===== Exercise data

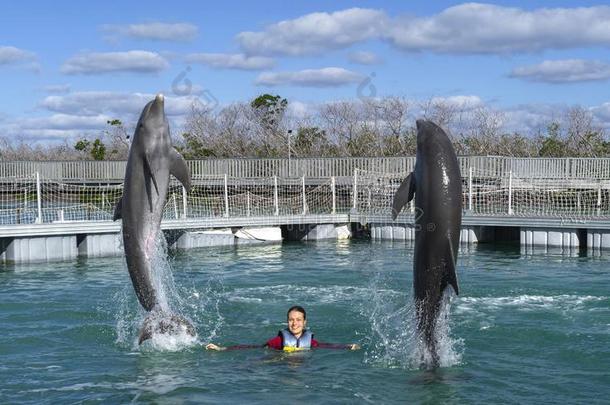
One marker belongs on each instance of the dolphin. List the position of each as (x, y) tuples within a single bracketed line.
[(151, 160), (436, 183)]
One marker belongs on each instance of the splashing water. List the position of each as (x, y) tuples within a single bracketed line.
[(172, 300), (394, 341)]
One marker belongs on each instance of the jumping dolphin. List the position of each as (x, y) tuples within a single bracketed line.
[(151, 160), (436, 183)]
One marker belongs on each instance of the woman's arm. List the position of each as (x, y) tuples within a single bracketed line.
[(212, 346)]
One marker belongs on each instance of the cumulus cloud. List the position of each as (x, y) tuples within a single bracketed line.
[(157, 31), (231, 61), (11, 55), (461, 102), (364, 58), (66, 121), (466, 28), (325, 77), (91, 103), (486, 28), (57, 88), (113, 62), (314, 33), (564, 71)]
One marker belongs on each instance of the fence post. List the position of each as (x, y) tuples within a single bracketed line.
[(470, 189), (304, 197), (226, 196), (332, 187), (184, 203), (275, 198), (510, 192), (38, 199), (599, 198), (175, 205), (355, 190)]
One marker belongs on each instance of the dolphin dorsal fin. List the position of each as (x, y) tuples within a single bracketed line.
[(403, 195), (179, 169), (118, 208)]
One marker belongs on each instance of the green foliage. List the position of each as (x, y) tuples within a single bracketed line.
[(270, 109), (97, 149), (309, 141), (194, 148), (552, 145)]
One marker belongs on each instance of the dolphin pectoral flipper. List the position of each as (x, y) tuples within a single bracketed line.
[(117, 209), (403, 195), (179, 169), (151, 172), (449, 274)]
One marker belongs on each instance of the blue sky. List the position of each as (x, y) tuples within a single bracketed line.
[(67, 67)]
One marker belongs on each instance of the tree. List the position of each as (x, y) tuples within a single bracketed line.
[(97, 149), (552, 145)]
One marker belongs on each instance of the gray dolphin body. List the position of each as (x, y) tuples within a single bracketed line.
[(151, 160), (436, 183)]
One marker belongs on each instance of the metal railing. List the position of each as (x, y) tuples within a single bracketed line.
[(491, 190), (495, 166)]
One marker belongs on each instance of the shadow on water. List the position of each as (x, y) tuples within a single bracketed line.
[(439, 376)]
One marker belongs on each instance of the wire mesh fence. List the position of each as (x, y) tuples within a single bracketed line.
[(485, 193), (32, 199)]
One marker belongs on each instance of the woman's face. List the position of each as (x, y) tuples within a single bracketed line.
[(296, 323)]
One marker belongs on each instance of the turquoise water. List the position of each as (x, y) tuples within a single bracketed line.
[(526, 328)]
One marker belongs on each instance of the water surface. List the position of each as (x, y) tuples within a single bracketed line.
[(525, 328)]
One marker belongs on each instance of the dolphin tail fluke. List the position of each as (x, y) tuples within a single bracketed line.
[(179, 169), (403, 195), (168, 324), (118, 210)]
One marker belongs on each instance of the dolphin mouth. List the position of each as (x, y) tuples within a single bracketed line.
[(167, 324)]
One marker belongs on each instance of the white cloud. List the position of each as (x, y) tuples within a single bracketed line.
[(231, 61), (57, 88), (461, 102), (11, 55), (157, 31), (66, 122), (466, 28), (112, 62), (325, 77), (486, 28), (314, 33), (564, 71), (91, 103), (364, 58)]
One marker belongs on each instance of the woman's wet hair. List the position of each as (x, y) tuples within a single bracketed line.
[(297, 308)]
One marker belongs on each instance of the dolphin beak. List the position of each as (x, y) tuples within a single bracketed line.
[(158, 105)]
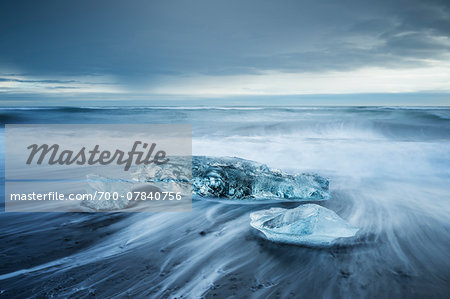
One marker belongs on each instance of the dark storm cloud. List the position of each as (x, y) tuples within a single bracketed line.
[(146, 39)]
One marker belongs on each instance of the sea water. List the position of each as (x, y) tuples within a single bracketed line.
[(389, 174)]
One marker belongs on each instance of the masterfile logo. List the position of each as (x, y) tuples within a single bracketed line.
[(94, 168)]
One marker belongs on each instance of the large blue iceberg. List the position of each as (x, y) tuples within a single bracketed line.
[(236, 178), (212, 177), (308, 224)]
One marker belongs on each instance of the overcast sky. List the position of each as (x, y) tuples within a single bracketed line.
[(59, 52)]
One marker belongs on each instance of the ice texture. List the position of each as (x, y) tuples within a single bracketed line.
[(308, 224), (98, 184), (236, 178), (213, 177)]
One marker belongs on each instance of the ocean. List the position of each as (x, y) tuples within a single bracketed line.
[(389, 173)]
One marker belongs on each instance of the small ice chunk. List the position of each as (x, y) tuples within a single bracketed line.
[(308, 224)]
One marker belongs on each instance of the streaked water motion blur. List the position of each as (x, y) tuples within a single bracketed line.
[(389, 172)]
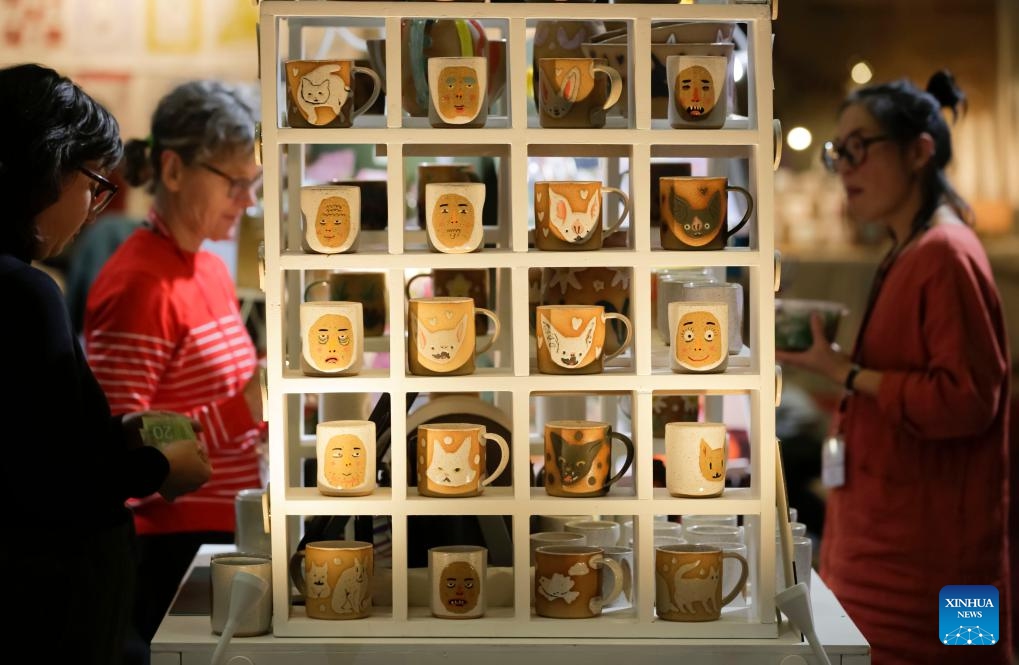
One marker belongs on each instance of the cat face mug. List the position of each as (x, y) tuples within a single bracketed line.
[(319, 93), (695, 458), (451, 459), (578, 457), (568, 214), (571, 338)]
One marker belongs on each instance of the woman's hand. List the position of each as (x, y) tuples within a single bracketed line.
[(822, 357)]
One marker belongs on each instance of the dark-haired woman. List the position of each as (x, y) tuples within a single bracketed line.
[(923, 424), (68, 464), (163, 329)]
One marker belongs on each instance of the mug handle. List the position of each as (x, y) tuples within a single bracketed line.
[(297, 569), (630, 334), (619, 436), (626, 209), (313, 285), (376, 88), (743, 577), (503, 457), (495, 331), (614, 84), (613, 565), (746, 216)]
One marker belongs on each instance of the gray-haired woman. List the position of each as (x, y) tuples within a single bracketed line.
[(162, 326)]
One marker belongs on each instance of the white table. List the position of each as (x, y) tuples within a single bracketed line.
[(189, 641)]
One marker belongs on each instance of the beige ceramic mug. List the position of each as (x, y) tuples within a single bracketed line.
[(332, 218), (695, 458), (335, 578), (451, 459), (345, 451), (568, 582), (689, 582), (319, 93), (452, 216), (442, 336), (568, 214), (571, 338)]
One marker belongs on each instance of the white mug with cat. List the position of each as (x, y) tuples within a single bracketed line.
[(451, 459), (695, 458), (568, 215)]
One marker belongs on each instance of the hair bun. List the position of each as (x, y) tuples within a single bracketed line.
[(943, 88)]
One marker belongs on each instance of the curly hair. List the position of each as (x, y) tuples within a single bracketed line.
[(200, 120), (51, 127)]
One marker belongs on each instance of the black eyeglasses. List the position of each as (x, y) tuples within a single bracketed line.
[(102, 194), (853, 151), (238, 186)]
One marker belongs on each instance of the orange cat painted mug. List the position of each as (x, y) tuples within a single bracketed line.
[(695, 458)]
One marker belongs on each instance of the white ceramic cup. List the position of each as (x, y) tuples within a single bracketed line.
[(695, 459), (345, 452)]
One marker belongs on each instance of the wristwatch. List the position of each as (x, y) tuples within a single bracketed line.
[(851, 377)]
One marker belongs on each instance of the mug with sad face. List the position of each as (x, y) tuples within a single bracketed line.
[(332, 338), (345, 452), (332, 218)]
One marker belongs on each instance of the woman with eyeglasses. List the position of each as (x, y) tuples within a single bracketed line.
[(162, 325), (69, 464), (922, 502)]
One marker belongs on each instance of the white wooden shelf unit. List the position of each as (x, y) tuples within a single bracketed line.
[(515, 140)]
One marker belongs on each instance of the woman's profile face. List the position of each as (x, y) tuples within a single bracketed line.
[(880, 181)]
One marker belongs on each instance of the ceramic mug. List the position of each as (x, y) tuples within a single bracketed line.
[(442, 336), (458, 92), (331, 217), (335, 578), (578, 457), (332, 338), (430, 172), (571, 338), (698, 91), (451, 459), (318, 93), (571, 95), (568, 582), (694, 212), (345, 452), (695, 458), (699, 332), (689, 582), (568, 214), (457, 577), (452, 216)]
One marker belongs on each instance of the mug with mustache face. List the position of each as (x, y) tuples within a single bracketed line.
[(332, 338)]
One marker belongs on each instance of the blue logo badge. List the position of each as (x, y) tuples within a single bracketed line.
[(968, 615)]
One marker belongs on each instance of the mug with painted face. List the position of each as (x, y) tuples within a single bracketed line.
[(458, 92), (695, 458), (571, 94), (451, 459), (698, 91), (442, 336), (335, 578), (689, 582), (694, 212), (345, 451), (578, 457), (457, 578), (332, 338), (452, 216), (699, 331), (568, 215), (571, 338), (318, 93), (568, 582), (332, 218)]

==========
===== Exercise data

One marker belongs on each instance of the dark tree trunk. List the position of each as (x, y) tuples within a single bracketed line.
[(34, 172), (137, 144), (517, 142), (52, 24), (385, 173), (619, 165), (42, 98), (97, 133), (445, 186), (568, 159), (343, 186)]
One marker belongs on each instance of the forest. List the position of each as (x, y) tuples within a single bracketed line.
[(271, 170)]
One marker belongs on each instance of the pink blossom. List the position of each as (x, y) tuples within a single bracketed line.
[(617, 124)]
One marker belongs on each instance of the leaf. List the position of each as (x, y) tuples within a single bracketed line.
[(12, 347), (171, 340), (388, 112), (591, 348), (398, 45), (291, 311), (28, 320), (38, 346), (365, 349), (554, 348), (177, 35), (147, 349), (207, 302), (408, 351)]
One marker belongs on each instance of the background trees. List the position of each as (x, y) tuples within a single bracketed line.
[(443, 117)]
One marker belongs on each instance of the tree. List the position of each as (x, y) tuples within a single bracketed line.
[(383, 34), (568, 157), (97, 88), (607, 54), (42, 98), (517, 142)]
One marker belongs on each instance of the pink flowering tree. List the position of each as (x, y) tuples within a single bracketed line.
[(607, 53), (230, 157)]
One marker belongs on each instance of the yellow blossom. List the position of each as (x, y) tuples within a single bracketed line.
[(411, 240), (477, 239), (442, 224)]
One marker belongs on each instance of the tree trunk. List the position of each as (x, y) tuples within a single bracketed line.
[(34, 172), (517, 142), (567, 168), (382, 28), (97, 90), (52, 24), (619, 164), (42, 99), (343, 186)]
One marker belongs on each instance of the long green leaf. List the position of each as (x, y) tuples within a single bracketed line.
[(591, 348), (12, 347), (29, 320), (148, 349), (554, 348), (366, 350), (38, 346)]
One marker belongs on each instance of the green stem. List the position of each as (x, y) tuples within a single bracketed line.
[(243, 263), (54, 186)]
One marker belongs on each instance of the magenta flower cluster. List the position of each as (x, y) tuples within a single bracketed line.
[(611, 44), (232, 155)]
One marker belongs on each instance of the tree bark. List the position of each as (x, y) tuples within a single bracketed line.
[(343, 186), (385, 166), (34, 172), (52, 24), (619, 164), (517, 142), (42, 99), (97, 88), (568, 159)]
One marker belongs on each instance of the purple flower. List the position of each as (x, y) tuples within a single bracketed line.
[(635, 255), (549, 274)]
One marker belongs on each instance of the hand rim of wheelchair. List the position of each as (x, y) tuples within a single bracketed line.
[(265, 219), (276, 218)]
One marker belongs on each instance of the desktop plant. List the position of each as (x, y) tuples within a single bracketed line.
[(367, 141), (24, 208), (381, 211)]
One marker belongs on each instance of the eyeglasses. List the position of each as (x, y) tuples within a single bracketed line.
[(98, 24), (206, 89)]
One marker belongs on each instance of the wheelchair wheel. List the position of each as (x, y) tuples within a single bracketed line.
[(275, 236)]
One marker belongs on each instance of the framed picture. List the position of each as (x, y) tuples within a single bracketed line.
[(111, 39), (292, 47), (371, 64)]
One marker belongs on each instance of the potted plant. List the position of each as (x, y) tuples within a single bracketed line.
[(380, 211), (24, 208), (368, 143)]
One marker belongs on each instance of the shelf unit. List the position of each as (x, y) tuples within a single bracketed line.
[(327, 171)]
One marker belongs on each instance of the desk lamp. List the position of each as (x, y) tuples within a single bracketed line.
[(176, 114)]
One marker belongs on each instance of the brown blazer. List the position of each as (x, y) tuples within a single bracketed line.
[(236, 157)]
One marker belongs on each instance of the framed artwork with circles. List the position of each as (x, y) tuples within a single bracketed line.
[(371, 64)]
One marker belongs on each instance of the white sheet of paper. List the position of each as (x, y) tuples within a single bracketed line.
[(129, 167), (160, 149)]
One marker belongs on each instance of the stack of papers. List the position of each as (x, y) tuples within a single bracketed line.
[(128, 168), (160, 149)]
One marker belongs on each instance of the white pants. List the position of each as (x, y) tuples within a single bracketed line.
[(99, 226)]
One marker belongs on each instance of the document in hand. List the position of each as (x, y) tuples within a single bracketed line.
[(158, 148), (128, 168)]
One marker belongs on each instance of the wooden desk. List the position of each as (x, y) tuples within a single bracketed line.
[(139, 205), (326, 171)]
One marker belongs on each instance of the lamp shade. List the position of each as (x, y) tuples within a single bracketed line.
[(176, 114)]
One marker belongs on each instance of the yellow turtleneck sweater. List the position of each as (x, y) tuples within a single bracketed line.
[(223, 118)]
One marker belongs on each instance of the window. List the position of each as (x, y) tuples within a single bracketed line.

==========

=== Written problem ===
Copy the listing, starting at the line that has "One marker belongs on each instance of the small" and stopping after the line that has "336), (568, 214), (571, 338)]". Swap every "mug" for "cup", change nothing else, and leave out the pictures.

=== Response to this task ===
One marker belongs on each instance of the small ice chunk. List the position of each as (x, y) tuples within a single bracketed line.
[(308, 224)]
One marker belongs on each instance of the streaked water motion blur. List the position of each as (x, y) tuples within a single bracketed line.
[(389, 172)]
One marker belongs on each instance of the cat face cup. List the position of each as (x, y) tuples within a single bracketed line.
[(319, 93), (695, 458), (451, 459), (578, 457), (568, 214), (571, 338)]
One marker belongs on each instance of the woman's hand. List the position of each as (x, y) tuples within a single bracketed line.
[(822, 357)]
One marker belongs on each instance of the dark-haired woman. List the position of each as (x, y) tuples within a single bracketed line.
[(923, 424), (68, 464), (163, 329)]
One marker belongs on each instance of the cup handle. List the position of each as (x, y) tuples within a single bracketed line.
[(297, 569), (630, 334), (619, 436), (626, 209), (313, 285), (376, 88), (743, 577), (503, 457), (495, 331), (614, 84), (613, 565), (746, 216)]
One marker belongs on each instance of the gray-haired woman. List the position of each as (x, y) tuples within a single bracketed line.
[(162, 326)]
One marker belongs on each instance of the white table. List the position of each as (x, y) tuples within a single bracketed line.
[(189, 641)]
One marker belongs on each instance of the beige ceramic cup. List the position of each as (x, y) tuples within a single bracketed line.
[(332, 218), (695, 458), (335, 578), (451, 459), (345, 451), (568, 582), (689, 582), (319, 93), (452, 216), (442, 336), (568, 214), (571, 338)]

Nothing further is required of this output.